JOB 1:
Show every line of the listing that contains the word "fence", copying each one in full.

* Begin READING TEXT *

All Terrain Mobility Ltd.

113 Southend Road, Rochford, SS4 1HX




“Keeping Mobile”
         - talking with Ian, Liz & Rachel Halamandres of All Terrain Mobility
(February 4th 2013)

You will see on the previous page we encountered this business some while back and felt we would like to know – and provide the information for our readers  - something more about remaining mobile when disability, or simply old age, creeps up on us and threatens to shut our lives down. If you visit this shop you may well find Ian, his wife Liz, and their daughter Rachel, all in attendance and as they all contributed to this discussion, we’ll simply refer to them as ‘The Halamandres’ or ‘Hal’ for short. You will find more information on their own website, but talking it through is sometimes easier to take it in than simply seeing facts on a sales page, so here they are ....
Rochford Life: Whenever one drives along Southend Road past your shop, there is this almost confusing range of vehicles outside. What I would like us to do is help people who might, for a variety of reasons, be finding they are becoming less mobile and who are wondering what sort of vehicle they may need to be thinking of getting, to get about.

* End READING TEXT *
* Begin STORED RECORDS *

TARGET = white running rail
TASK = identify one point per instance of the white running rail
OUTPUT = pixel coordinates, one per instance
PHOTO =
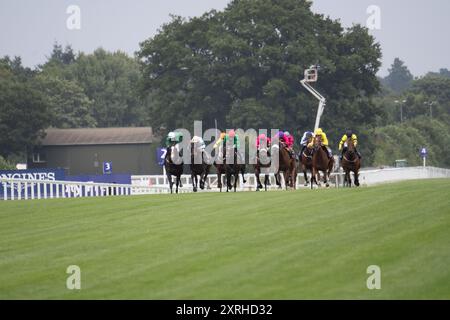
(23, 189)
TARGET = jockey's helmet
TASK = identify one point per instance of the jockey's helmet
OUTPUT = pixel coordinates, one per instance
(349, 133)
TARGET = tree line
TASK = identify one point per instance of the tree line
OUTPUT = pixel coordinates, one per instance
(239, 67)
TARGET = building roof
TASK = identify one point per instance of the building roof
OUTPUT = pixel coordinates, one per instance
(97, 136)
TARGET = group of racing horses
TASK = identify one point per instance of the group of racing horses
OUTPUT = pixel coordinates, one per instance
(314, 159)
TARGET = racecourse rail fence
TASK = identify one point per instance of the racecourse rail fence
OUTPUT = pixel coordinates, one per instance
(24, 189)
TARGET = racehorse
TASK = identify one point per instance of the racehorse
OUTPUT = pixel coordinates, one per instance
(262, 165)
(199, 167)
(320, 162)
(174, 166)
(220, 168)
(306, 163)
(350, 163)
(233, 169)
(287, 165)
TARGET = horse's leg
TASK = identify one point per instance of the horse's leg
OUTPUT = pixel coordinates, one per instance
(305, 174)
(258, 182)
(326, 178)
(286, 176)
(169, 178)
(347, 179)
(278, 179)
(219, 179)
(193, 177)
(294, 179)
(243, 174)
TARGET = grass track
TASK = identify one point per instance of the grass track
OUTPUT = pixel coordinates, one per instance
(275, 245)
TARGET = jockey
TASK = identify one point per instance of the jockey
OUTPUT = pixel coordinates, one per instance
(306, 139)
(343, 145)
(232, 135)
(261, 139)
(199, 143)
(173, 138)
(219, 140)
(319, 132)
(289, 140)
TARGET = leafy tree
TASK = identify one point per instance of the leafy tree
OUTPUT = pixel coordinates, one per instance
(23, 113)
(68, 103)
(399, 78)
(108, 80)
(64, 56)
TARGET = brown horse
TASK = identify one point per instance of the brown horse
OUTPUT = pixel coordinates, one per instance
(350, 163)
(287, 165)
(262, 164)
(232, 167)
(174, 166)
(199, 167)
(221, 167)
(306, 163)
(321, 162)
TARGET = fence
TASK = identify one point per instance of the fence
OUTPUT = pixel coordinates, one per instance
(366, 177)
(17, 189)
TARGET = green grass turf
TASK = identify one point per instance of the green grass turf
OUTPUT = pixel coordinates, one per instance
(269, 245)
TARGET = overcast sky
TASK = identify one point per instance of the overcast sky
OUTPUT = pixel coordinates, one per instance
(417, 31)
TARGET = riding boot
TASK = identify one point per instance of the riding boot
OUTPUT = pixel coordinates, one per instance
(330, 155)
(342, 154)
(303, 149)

* End STORED RECORDS *
* Begin STORED RECORDS *

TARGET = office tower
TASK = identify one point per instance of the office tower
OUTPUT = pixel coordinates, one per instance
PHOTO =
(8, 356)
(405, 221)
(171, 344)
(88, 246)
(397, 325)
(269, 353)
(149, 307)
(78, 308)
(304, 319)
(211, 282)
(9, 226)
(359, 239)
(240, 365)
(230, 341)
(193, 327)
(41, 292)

* End STORED RECORDS *
* Begin STORED RECORDS *

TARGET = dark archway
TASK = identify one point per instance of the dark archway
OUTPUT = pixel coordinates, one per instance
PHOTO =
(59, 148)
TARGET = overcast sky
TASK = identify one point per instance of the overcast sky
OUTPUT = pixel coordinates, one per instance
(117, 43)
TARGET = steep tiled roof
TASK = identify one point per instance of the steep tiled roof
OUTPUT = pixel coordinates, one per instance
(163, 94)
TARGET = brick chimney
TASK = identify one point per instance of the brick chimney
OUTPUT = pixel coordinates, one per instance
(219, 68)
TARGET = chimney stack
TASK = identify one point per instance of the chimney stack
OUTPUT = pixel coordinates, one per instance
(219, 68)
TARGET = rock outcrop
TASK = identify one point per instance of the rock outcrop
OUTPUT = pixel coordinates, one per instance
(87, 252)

* End STORED RECORDS *

JOB 2:
In the interview about the mobility shop, which three family members might you find in attendance at the shop?

RESPONSE 1:
TARGET = racecourse rail fence
TASK = identify one point per instance of the racecourse rail fence
TARGET = fence
TASK = identify one point per instance of the fence

RESPONSE 2:
Ian, his wife Liz, and their daughter Rachel.